* [About this task]: From the records below, find each line with the string "allium" and copy it.

* [Information given]:
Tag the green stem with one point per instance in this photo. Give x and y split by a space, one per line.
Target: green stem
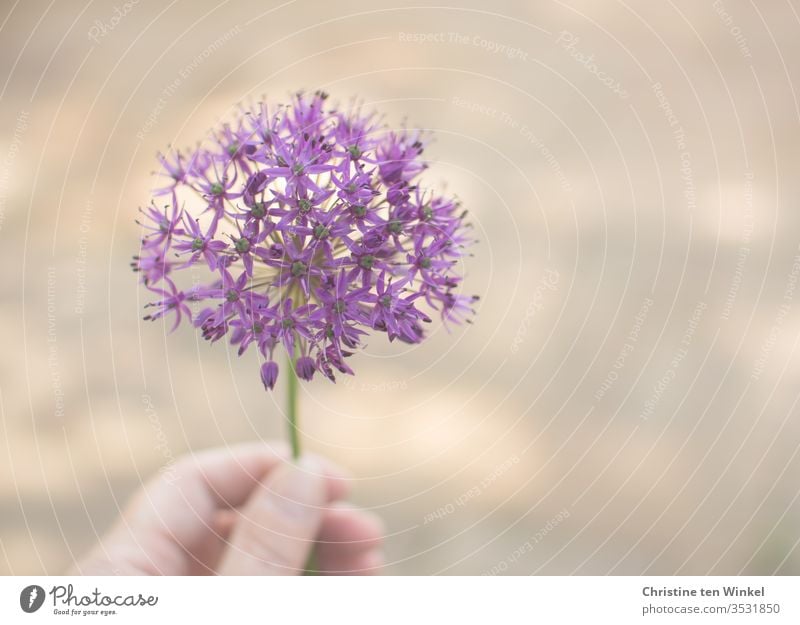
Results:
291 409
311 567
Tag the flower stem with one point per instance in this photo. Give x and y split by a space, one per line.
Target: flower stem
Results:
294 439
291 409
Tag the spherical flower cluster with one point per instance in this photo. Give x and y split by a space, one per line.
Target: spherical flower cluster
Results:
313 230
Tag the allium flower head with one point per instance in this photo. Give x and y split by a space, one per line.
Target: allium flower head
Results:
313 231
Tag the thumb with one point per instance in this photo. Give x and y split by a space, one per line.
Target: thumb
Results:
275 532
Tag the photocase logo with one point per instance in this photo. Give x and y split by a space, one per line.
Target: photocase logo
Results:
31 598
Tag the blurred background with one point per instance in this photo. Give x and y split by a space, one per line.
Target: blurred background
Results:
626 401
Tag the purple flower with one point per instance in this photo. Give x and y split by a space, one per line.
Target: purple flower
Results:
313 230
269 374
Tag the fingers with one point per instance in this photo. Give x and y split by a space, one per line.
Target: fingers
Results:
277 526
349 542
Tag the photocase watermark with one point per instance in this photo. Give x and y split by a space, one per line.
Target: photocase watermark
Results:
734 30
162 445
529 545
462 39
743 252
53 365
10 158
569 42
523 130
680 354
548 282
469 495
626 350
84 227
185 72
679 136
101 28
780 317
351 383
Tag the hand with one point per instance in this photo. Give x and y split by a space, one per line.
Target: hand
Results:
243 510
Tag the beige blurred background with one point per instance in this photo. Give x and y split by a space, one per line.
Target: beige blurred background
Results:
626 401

* * *

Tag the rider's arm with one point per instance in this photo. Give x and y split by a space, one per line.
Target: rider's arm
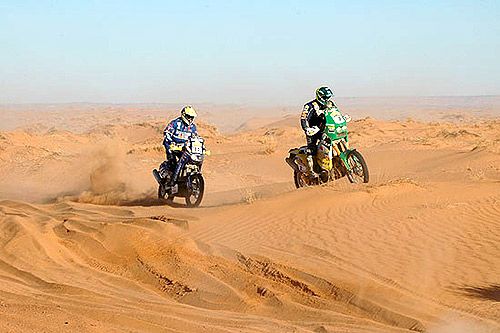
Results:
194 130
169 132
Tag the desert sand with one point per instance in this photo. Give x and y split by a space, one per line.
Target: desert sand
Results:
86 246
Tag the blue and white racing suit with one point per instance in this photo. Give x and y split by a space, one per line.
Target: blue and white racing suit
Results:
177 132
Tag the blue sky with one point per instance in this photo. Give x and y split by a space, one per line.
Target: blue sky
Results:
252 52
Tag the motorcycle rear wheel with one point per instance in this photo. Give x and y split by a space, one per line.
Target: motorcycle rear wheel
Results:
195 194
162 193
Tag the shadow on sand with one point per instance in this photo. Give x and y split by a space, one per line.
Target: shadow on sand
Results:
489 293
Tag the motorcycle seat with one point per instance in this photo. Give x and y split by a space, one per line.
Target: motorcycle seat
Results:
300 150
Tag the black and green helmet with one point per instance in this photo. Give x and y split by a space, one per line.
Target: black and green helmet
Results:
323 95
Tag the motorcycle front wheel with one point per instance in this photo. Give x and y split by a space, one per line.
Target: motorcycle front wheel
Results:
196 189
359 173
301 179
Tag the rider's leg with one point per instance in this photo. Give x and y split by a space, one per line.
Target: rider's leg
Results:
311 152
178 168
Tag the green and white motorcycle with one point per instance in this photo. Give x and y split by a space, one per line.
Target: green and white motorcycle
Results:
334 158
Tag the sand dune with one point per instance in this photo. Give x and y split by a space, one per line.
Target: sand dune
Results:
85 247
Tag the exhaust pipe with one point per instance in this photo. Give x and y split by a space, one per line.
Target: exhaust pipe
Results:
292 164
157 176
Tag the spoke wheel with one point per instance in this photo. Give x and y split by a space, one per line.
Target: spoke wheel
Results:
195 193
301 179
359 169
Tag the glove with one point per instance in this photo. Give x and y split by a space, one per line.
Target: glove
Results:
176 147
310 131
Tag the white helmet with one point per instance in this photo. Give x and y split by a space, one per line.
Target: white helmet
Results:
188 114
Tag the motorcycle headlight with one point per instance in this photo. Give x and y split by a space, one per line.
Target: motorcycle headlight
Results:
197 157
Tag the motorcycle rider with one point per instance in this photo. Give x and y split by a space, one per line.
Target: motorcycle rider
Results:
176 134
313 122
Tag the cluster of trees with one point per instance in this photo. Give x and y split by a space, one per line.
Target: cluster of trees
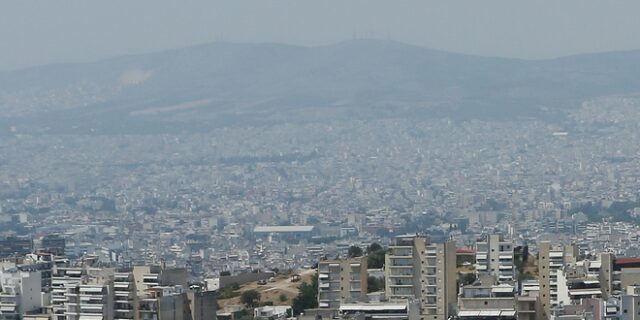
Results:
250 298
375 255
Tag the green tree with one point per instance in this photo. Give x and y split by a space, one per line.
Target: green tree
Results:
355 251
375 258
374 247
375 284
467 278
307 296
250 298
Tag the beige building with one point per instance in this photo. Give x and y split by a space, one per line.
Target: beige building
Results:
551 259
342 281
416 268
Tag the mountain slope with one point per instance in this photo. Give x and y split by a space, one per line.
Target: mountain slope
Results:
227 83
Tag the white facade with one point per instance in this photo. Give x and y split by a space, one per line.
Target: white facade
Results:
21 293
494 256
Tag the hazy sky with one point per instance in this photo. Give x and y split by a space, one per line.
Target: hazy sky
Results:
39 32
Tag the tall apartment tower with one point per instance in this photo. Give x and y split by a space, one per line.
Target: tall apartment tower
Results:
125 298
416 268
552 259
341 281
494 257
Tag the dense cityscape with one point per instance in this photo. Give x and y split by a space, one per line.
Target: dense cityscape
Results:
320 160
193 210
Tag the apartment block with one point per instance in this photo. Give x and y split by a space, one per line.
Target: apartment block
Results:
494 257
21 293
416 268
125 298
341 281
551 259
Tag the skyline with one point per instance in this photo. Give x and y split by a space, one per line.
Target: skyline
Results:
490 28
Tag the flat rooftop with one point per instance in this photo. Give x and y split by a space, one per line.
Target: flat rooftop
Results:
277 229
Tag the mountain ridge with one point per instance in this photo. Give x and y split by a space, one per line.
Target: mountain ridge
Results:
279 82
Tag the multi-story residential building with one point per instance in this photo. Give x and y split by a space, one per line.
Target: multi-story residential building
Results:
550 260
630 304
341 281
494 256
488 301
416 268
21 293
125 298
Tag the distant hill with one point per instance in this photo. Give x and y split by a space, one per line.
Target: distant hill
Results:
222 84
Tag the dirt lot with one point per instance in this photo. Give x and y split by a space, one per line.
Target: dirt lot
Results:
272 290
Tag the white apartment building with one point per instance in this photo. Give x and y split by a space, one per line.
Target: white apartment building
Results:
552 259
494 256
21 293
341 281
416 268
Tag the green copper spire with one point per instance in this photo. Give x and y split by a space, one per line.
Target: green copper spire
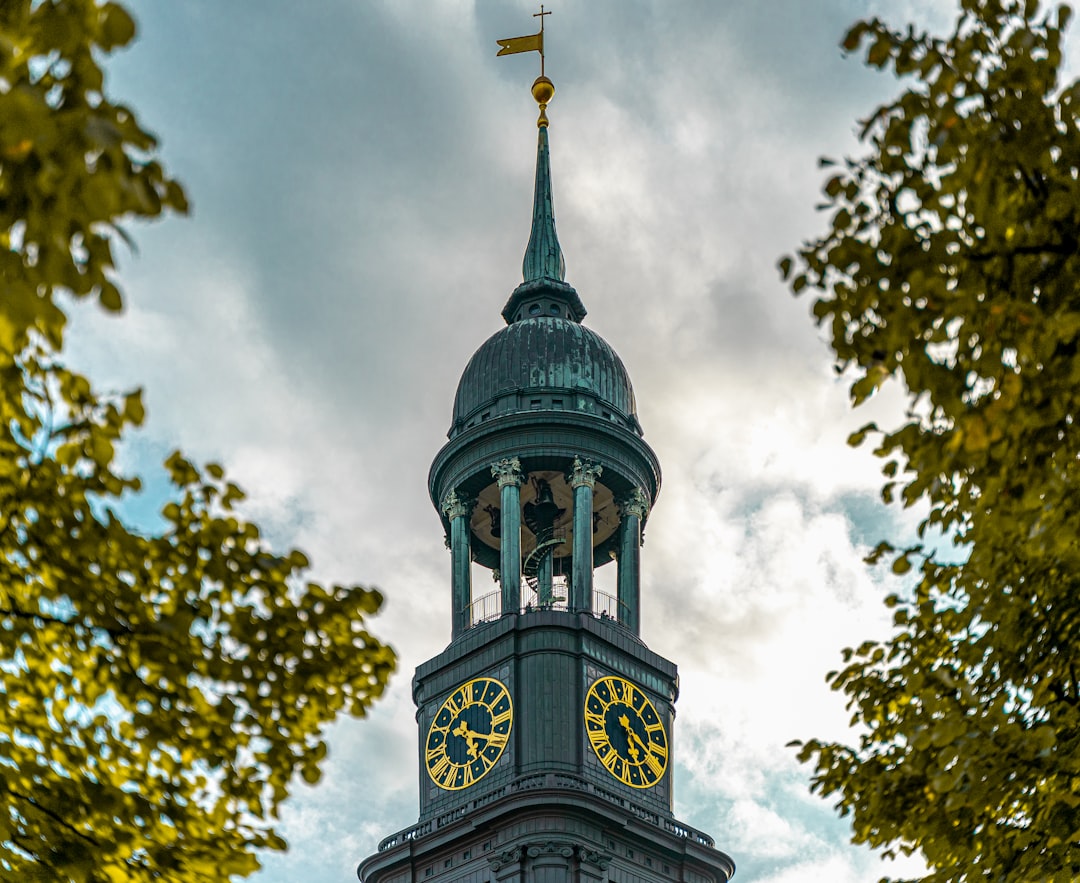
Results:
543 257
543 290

...

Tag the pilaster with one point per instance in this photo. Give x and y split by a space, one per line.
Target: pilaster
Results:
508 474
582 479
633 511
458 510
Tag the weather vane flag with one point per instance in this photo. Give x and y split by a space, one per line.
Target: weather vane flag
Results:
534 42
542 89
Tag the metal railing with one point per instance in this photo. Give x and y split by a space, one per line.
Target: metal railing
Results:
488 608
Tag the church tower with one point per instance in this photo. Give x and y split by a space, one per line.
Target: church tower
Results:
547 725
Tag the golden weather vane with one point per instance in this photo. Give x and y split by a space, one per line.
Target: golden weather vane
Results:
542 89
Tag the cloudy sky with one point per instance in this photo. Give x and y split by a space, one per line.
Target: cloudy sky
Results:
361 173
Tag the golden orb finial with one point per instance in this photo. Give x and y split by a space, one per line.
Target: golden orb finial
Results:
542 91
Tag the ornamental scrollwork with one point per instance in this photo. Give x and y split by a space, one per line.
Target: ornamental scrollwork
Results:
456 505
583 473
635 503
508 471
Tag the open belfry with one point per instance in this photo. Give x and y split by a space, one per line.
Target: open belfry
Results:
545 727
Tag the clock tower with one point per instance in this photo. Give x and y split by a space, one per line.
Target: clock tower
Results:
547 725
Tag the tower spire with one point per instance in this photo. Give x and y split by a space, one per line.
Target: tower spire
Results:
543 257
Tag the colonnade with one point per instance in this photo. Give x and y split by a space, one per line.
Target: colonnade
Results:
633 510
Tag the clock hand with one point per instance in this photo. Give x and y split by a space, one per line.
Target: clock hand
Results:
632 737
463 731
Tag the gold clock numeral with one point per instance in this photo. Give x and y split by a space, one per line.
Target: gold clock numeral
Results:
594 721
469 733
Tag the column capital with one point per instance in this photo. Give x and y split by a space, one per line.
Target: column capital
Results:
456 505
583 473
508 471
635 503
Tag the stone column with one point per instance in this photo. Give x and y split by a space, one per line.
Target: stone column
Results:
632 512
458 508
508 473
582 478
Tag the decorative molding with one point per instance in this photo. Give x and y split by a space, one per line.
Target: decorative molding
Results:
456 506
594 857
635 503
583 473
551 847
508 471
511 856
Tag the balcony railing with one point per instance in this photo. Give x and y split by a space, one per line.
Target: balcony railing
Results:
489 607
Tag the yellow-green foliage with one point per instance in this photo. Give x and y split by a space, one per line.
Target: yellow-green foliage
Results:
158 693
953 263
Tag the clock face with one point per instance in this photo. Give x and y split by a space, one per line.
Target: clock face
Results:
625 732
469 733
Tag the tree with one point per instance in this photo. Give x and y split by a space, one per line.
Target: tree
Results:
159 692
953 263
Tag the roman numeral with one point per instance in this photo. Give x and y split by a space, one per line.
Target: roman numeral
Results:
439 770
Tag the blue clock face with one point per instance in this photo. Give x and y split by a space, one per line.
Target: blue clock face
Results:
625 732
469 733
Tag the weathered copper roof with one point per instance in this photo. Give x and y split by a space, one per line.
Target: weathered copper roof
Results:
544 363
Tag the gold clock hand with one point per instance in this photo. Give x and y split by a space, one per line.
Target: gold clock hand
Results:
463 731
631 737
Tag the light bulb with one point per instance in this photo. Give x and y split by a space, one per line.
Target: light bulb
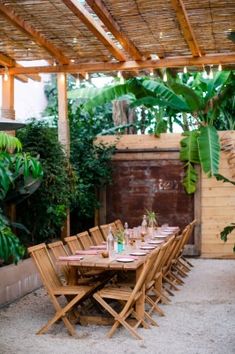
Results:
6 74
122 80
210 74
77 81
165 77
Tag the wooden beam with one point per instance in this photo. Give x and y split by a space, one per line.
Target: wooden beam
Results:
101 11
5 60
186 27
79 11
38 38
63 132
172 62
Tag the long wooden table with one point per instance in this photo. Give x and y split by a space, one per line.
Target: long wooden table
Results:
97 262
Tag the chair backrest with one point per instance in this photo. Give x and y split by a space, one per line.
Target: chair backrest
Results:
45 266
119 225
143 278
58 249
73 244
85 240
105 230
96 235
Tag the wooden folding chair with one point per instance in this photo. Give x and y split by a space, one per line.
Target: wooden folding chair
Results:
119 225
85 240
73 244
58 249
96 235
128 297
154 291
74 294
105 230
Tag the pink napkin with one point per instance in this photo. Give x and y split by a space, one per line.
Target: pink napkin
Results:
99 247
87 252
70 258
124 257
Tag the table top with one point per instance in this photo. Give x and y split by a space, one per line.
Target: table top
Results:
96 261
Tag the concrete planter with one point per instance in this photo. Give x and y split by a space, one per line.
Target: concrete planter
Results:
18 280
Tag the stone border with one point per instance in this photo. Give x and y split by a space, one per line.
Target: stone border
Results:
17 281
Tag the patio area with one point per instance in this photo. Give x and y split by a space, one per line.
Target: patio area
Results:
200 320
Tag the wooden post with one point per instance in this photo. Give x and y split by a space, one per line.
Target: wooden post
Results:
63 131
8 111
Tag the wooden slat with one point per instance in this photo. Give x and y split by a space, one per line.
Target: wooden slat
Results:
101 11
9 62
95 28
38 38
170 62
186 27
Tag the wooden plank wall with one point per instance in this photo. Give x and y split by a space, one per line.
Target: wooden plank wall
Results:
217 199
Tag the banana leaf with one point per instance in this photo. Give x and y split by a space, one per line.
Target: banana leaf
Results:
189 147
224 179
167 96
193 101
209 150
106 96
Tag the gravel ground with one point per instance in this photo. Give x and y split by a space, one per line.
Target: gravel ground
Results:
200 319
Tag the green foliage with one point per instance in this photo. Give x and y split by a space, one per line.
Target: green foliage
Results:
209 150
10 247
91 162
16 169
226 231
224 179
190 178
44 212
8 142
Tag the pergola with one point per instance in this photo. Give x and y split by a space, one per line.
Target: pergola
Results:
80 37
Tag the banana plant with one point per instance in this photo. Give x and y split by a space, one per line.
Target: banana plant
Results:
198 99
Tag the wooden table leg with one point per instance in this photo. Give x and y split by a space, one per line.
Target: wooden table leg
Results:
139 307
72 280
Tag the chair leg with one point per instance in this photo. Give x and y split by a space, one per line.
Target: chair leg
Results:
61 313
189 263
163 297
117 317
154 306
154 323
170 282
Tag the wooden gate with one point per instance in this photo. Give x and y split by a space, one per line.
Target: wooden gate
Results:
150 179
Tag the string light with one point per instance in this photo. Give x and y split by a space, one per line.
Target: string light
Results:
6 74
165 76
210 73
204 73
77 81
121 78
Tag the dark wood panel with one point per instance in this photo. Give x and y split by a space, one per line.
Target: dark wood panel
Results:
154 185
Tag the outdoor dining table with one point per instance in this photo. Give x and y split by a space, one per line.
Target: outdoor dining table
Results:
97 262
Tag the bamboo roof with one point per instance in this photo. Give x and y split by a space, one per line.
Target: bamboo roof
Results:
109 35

* [Answer space]:
Tag the allium flower head with one point per instance in this photo. Give x and y split by a space, one per line.
Target: allium flower head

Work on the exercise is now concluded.